[Extracted listing]
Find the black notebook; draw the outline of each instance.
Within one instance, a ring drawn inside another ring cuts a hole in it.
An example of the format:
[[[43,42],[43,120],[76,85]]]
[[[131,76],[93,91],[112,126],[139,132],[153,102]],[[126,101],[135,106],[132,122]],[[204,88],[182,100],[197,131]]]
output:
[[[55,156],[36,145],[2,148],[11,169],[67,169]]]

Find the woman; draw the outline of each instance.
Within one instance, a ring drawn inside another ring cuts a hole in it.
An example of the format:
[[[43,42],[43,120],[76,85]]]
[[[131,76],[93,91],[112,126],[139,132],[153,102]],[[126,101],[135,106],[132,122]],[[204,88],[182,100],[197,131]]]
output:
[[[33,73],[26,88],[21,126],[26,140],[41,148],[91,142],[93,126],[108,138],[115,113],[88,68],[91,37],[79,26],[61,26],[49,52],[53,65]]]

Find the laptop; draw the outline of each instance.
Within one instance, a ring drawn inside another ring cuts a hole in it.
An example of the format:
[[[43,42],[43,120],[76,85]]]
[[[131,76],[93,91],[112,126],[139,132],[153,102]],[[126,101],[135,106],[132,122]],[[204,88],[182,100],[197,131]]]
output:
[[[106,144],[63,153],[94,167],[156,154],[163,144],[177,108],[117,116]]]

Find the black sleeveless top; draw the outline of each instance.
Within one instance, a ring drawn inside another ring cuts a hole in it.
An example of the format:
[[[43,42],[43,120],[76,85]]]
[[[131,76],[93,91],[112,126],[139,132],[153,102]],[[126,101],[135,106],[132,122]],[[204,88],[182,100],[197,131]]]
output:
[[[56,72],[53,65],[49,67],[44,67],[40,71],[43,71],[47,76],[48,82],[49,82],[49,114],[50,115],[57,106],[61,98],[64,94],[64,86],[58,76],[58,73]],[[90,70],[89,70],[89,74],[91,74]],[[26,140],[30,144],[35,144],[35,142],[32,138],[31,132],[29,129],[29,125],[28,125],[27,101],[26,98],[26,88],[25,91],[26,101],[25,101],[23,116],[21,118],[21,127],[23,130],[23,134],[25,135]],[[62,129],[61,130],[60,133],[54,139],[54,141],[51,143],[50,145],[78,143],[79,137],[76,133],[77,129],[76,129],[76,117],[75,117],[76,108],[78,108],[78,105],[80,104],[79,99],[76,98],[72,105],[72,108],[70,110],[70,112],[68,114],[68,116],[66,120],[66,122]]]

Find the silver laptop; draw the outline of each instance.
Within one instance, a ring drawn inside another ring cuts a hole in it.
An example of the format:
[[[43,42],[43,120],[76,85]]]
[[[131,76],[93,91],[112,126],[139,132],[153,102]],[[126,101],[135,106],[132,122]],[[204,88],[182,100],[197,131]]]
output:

▶ **Objective**:
Copy out each line of the listing above that contains the word "outline".

▶ **Final result**:
Find the black notebook; draw the outline of each instance.
Find the woman; draw the outline of each instance.
Find the laptop; draw the outline of each instance.
Find the black sleeveless top; draw the outline of each instance.
Find the silver laptop; draw the outline of each instance.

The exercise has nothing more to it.